When I go on YouTube to see other's home haunts, their videos are almost always outside their house. I was wondering, how many people decorate the inside of their house too?


----------



## Itzpopolotl (Jun 10, 2013)

Most if my decorations at the moment are for inside the house, it wasn't until the last 3 or so years that I started buying decorations specifically for outside the house.


----------



## Shadowbat (Sep 27, 2009)

Of course. Inside is decked out more than the outside.


----------



## printersdevil (Sep 7, 2009)

Absolutely! From the curb to the back fence including every room in the house.


----------



## Kingofpain86 (Apr 19, 2015)

Haha good. Even though we buy new decor every year, it's hard to find places to put things on the inside. It's pretty packed.


----------



## WitchyKitty (Sep 20, 2012)

Oh yes. Every room in the house is decorated! I decorate inside and out. I have way too many indoor decorations...yet I just keep buying and making more, lol.


----------



## WitchyKitty (Sep 20, 2012)

If you check the forum in the Fall...maybe September-ish into October...you will see we usually have an Indoor Decorations thread where we post our awesome inside stuff. There was one last year. 

Here is last years thread, if you wanted to peek through it!

http://www.halloweenforum.com/general-halloween/137793-indoor-decorations-2014-a.html?highlight=2014+Indoor+Decorations+Thread


----------



## HalloGeekHalfrican (Sep 1, 2013)

So far all of my decorating has been indoors (except jack o' lanterns outside). Hoping to move it outdoors too though!


----------



## bayoubrigh (Jan 12, 2007)

Just a little bit indoors - my daughters have appropriated some of their favorite decorations to use in their rooms year round. Also my wife puts out a few touches during October - candles, towels, soaps. I mostly concentrate on outside, the garage haunt and any windows facing the front - plenty for my attention during Fall.


----------



## booswife02 (Apr 2, 2013)

I decorate every last room in my house. I look forward to living Halloween all year long and when I decorate im the happiest I am all year long


----------



## booswife02 (Apr 2, 2013)

Kingofpain86 said:


> Haha good. Even though we buy new decor every year, it's hard to find places to put things on the inside. It's pretty packed.


im pretty ridiculous with it. I take down all of my curtains and change them out. I put up Halloween shower curtains and even replace the rugs on the floor with Halloween ones, I take the pictures off of the walls and replace them with my Halloween ones. take all of the what knots off of the shelves and replace them with my Halloween stuff. its like moving out! it seems like a lot of work but im so happy to do it just because I want to see all of my things so badly. Also it gives me a chance to clean everything. kind of like spring cleaning


----------



## Saki.Girl (Aug 22, 2012)

## [Data extract]
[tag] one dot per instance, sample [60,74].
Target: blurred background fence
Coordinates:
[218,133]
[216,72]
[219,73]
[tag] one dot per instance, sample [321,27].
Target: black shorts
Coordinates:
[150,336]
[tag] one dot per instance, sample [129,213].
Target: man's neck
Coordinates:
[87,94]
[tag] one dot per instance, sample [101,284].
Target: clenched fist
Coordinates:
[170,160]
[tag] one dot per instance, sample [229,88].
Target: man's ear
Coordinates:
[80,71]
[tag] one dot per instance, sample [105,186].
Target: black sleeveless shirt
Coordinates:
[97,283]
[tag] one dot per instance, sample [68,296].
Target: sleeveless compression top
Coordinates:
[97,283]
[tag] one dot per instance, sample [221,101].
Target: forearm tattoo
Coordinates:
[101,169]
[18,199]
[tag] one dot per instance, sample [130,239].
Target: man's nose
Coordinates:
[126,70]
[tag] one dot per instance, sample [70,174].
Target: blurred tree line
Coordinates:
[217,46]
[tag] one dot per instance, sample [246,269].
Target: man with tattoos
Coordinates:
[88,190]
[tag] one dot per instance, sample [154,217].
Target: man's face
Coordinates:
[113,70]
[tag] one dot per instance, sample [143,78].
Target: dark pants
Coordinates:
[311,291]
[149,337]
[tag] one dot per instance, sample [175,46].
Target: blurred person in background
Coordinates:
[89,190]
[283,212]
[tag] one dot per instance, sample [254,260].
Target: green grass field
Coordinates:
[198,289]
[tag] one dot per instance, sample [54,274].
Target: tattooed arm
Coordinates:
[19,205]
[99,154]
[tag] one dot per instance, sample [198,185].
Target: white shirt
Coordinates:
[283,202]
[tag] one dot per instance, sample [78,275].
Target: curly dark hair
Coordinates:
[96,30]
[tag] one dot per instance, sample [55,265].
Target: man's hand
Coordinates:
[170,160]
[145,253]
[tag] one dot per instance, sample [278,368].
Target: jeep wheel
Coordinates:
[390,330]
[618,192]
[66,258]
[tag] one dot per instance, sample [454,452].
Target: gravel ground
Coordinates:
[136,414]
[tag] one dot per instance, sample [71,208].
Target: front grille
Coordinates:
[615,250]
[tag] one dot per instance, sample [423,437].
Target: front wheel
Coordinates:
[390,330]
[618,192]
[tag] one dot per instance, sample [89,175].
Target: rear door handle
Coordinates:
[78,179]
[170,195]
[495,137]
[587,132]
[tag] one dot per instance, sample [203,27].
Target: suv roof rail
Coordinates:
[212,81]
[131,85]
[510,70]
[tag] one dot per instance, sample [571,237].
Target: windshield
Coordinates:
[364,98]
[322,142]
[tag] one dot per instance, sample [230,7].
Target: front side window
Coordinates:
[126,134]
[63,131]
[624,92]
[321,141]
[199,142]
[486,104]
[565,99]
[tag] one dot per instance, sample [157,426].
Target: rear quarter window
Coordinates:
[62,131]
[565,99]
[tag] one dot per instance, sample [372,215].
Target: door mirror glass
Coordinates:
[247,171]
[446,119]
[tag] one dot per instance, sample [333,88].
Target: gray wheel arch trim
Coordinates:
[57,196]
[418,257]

## [Task prompt]
Resume the forum thread about decorating the inside of the house for Halloween, continuing from its final line.

## [Output]
yes I decorate inside and out more inside cause I throw a party and don't have to worry about my stuff being stolen .


----------



## Kingofpain86 (Apr 19, 2015)

booswife02 said:


> im pretty ridiculous with it. I take down all of my curtains and change them out. I put up Halloween shower curtains and even replace the rugs on the floor with Halloween ones, I take the pictures off of the walls and replace them with my Halloween ones. take all of the what knots off of the shelves and replace them with my Halloween stuff. its like moving out! it seems like a lot of work but im so happy to do it just because I want to see all of my things so badly. Also it gives me a chance to clean everything. kind of like spring cleaning


Very cool. When do you start putting your stuff up? We don't go that crazy but we bring a few things up daily starting September 1st.


----------



## Trex (Nov 6, 2010)

I used to decorate inside, our haunt is so big now that all of our resources are spent on outdoor decs.


----------



## UnOrthodOx (Apr 24, 2007)

Does my wife decorate the inside? Yes. 

Do I let the 1000ish people we have over on Halloween inside? Hell no. 



Inside is for us. Outside is for the public.


----------



## RCIAG (Jul 19, 2010)

I do more inside because I see that 24/7/31 while others only see the outside one night.


----------



## spookydave (May 14, 2014)

oh yeah we go nuts inside, takes us 3 wks or so to get it done, we've had a Halloween party the Saturday before Halloween for the last 17 yrs or so, sooo much fun putting it up... suuux takin it down lol


----------



## Itzpopolotl (Jun 10, 2013)

spookydave said:


> oh yeah we go nuts inside, takes us 3 wks or so to get it done, we've had a Halloween party the Saturday before Halloween for the last 17 yrs or so, sooo much fun putting it up... suuux takin it down lol


I have a party too so that's why most of my stuff up until the last few years has been indoors. I love putting it up but hate taking it down so I usually take the outdoor stuff down the week after Halloween but wait until the week of thanksgiving to take down the indoor stuff so I can just switch everything straight from Halloween to Christmas. Lazy of me maybe but it works for me lol.


----------



## RCIAG (Jul 19, 2010)

The take down for anyone who does a lot of decorating for any holiday is the worst. For me it always goes away faster than it goes up. Or maybe just because I've looked at it for a month or so I'm just extra ready for it to be gone. We don't have a big house so all the decor can make one feel a bit claustrophobic after a while.


----------



## stormygirl84 (Sep 4, 2009)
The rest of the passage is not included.